**Task prompt:**
Write out, word for word, only the lines from the one containing "For every instance of the boat name" through the final line of the data.

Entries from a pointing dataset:
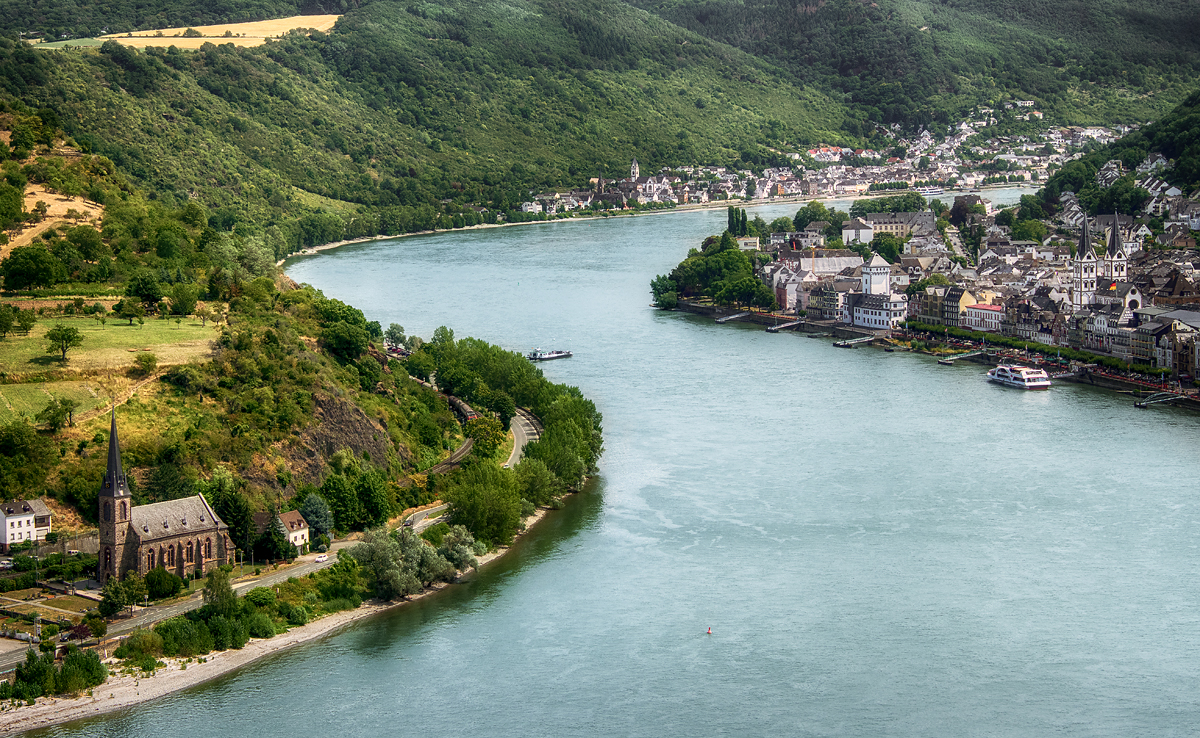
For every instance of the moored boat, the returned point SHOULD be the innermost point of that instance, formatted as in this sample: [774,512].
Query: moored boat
[540,355]
[1023,377]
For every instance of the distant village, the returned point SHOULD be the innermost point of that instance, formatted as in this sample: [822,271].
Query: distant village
[961,157]
[1102,283]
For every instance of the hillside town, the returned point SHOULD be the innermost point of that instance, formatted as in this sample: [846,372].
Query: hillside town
[960,156]
[1105,283]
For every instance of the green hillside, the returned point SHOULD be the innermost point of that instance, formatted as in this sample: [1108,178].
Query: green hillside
[407,113]
[913,61]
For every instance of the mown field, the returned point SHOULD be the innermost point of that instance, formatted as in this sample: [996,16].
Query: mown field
[111,346]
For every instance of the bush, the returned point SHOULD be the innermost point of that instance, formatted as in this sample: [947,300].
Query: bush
[258,625]
[162,583]
[261,597]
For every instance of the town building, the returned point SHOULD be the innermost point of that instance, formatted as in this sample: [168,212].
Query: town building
[23,521]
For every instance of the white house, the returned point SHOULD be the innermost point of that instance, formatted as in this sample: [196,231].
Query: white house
[297,528]
[857,232]
[982,317]
[23,521]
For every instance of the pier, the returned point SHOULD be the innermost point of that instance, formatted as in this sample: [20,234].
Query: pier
[733,317]
[775,329]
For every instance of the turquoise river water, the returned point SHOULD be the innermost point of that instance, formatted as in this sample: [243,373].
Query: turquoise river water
[881,546]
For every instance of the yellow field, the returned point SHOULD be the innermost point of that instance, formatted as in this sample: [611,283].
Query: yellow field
[243,34]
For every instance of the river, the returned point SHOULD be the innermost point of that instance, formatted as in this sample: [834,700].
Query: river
[881,546]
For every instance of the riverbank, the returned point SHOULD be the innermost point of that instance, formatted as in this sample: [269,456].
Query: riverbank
[687,208]
[123,691]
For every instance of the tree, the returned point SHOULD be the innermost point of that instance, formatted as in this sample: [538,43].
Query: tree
[112,598]
[487,432]
[162,583]
[28,267]
[7,318]
[61,339]
[781,225]
[145,364]
[57,414]
[135,588]
[144,287]
[395,334]
[131,310]
[345,341]
[219,594]
[183,299]
[317,514]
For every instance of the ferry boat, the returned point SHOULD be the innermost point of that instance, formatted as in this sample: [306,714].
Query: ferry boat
[540,355]
[1023,377]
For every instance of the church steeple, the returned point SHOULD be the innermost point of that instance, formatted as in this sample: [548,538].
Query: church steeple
[1115,245]
[115,484]
[1085,241]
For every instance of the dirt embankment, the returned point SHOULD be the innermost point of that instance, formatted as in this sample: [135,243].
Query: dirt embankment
[337,425]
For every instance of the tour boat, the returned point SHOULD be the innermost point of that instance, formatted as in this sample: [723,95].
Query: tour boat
[1023,377]
[540,355]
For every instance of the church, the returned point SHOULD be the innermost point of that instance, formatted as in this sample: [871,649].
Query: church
[183,535]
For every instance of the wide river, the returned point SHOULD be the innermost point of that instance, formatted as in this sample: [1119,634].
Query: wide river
[881,546]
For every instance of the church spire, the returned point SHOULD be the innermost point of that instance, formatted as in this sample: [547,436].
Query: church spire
[114,478]
[1114,246]
[1085,240]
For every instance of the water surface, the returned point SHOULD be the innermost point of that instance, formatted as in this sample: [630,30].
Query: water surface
[881,546]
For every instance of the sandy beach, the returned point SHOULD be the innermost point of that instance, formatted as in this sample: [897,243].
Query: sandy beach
[799,201]
[124,691]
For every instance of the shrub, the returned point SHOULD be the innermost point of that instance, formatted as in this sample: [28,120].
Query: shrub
[258,625]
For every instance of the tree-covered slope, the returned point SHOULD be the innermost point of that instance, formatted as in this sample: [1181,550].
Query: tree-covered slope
[418,107]
[912,61]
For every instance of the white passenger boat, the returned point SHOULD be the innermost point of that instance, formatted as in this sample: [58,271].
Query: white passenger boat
[1023,377]
[540,355]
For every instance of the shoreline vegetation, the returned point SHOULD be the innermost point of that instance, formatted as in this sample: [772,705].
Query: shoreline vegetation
[688,208]
[121,691]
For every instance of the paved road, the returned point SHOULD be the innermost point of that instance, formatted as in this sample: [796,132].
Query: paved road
[525,429]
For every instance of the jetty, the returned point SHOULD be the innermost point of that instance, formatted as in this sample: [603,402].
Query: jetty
[733,317]
[1158,397]
[775,329]
[853,342]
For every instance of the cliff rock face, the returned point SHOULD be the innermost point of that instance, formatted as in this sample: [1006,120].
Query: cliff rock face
[337,425]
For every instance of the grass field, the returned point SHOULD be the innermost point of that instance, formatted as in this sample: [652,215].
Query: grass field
[25,400]
[72,603]
[106,347]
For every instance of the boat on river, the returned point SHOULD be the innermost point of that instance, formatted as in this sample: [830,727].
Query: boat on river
[1023,377]
[540,355]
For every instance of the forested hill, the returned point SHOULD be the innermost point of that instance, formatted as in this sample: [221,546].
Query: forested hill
[408,113]
[84,19]
[912,61]
[1176,136]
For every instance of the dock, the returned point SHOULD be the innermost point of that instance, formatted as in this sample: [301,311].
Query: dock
[735,317]
[853,342]
[775,329]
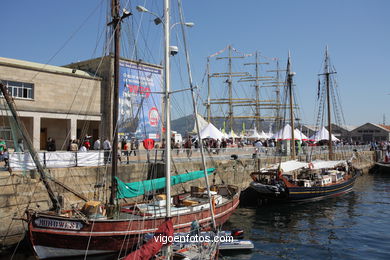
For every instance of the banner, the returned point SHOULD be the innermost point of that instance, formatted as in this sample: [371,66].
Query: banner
[139,105]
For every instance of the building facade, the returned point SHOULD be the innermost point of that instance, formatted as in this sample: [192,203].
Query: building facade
[76,100]
[51,101]
[370,132]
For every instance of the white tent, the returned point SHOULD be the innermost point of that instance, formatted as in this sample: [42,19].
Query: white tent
[232,134]
[255,135]
[322,134]
[269,135]
[285,134]
[210,131]
[263,135]
[202,123]
[299,135]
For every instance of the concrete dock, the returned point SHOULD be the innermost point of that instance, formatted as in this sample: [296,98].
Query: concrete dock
[22,190]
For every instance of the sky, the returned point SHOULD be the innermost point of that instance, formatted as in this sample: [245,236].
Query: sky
[356,32]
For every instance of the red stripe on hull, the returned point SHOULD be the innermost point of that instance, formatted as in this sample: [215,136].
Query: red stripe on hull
[118,234]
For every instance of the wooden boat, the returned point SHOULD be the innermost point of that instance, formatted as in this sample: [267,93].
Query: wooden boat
[70,234]
[295,181]
[304,181]
[91,230]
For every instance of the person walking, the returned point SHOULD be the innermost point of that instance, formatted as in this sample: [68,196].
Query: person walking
[51,145]
[107,150]
[96,144]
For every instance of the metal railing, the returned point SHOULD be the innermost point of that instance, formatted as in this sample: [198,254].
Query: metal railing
[63,159]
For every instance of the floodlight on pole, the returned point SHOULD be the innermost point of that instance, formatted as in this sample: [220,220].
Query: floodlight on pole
[188,24]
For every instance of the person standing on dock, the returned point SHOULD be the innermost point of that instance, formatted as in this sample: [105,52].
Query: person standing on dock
[107,150]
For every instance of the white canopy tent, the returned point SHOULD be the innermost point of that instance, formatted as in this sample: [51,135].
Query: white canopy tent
[210,131]
[263,135]
[299,135]
[254,135]
[232,134]
[202,123]
[323,134]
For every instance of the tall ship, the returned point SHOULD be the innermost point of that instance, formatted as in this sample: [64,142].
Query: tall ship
[115,225]
[295,181]
[242,92]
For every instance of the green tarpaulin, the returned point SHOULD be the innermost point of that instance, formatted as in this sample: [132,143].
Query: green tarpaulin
[134,189]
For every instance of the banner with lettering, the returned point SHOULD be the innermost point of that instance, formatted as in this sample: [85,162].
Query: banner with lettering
[139,104]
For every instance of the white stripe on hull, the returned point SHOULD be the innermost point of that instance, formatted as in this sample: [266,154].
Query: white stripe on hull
[51,252]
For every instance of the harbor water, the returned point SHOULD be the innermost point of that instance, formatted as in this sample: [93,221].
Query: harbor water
[353,226]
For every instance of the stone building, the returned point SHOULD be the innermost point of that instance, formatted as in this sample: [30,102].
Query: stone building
[52,101]
[69,102]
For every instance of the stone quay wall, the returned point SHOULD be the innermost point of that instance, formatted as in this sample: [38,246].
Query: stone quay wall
[22,190]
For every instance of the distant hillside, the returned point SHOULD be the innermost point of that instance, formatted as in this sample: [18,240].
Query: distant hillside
[186,124]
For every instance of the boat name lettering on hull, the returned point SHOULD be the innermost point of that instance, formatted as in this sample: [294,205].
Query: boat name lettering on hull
[61,224]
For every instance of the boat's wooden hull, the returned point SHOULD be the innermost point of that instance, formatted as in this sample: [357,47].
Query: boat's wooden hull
[302,194]
[54,236]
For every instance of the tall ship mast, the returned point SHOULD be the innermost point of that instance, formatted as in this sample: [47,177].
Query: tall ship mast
[257,103]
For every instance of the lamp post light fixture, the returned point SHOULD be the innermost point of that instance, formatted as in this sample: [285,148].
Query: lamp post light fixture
[142,9]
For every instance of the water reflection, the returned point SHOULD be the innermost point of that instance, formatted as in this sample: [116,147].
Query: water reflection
[344,227]
[352,226]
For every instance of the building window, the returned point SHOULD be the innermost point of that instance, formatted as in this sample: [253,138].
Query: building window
[19,89]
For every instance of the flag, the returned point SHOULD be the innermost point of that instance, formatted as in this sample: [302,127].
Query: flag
[243,129]
[319,87]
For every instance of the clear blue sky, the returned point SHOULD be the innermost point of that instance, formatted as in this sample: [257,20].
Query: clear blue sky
[356,31]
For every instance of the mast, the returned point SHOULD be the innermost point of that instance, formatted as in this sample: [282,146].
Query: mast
[257,80]
[290,75]
[116,23]
[196,117]
[208,92]
[230,86]
[327,80]
[116,26]
[30,147]
[167,108]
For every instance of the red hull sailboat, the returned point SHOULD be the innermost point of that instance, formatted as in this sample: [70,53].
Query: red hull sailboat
[57,236]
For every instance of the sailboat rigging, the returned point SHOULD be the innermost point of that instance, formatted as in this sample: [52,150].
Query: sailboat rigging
[294,181]
[97,228]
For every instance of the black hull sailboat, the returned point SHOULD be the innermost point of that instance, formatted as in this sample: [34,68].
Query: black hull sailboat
[295,181]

**Solution to the problem:**
For every instance of the boat name lettering on hull, the returned point SHOULD be the innermost point of that instance, formatted as in this sample: [294,205].
Query: boat name lettering on hull
[61,224]
For every instance of the boat's wooden hull, the returned point SHOULD be the innermost point of that instance, formatted as in this sample: [357,47].
Query: boat's wooden hull
[302,194]
[54,236]
For every instance of the tall ship mast, the returned point SHOULD be the innermost point of that instance, formatted as in this sample: [47,177].
Query: tall ship mast
[257,103]
For every instance of the lamp post light fixture, the returned point SHOULD be the innermost point of that instance, formatted as in this sample: [285,148].
Query: lamp post light fixture
[142,9]
For every instance of the water reflection, the returned point SHOULD be the innermost point of that instance, formatted as in this sample: [116,147].
Query: water reflection
[344,227]
[352,226]
For every instance of the building window, the returned point SHOULD be the innermost point of that instance, formatted as in this sample: [253,138].
Query: building window
[19,89]
For every instance of the flag, the returned point SHOULD be the innermost point of that instance, formatted as in this sample: [302,127].
Query: flag
[243,129]
[319,87]
For every instance of the clear blue sky, the returned point SHOULD be the innermost point of that instance, formatted as in this sample: [257,20].
Query: clear blue sky
[356,31]
For every instance of the mast, the returned point SHOULD be the innermost point of that instance, formatted as in this sample: [282,146].
Query: mast
[257,80]
[290,75]
[116,23]
[196,117]
[208,92]
[230,86]
[327,80]
[116,26]
[30,147]
[167,108]
For every instance of the red hull sailboat, the returned point SHOULD be the innermost point of that instance, formatted as in this sample: [70,53].
Query: red hull sailboat
[57,236]
For every instance of the sailboat rigging, the returned point SHOULD be the innermost point of that instance, formatted as in this sample: [52,150].
Query: sailboat rigging
[294,181]
[97,228]
For every instance of the black hull sailboat, the returned point SHOULD be the innermost point of that instance, formatted as in this sample: [34,68].
Query: black hull sailboat
[295,181]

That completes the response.